-- start Dataset records --
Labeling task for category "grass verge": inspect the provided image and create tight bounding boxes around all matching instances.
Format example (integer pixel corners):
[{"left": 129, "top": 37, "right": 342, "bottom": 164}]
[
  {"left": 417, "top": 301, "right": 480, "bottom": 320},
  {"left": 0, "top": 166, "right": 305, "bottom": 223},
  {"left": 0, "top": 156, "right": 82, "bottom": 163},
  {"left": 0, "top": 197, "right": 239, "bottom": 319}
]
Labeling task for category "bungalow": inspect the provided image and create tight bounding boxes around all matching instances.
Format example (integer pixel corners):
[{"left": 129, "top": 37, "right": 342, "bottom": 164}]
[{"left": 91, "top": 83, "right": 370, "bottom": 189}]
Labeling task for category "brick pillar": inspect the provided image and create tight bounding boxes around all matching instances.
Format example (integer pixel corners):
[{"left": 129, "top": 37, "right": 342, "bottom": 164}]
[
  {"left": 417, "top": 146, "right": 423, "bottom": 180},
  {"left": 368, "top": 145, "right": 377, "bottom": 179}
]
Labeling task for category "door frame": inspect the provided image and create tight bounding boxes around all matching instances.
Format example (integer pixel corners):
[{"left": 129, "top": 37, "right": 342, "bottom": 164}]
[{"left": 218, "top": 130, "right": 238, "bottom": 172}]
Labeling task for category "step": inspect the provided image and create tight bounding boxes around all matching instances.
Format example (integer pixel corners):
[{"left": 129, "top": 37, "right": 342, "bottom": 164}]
-- end Dataset records --
-- start Dataset records --
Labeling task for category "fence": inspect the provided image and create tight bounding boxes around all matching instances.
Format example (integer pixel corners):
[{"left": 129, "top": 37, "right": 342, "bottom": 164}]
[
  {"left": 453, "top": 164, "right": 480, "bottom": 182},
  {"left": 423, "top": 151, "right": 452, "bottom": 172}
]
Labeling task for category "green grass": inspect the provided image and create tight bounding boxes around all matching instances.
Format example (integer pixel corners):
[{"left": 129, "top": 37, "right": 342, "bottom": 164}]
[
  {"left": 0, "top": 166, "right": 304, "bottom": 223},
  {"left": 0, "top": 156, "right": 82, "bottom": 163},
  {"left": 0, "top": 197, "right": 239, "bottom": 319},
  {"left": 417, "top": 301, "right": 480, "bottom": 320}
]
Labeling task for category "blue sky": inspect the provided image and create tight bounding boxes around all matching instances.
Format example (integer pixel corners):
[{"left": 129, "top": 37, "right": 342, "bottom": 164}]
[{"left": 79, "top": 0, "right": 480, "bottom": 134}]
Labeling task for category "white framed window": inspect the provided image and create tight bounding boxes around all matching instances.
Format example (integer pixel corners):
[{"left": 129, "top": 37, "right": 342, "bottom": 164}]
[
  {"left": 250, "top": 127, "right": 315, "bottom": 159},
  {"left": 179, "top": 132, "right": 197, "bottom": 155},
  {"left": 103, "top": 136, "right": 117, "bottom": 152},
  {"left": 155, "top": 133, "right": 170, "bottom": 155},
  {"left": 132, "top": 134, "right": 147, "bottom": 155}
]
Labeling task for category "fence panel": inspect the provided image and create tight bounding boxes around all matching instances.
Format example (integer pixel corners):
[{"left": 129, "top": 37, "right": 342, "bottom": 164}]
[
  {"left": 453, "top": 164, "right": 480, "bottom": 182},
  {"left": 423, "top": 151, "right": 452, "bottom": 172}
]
-- end Dataset records --
Instructions to follow: Count the lines above that contain the string "fence", treating uppercase and lowercase as different. Give only the number.

Written solution: 2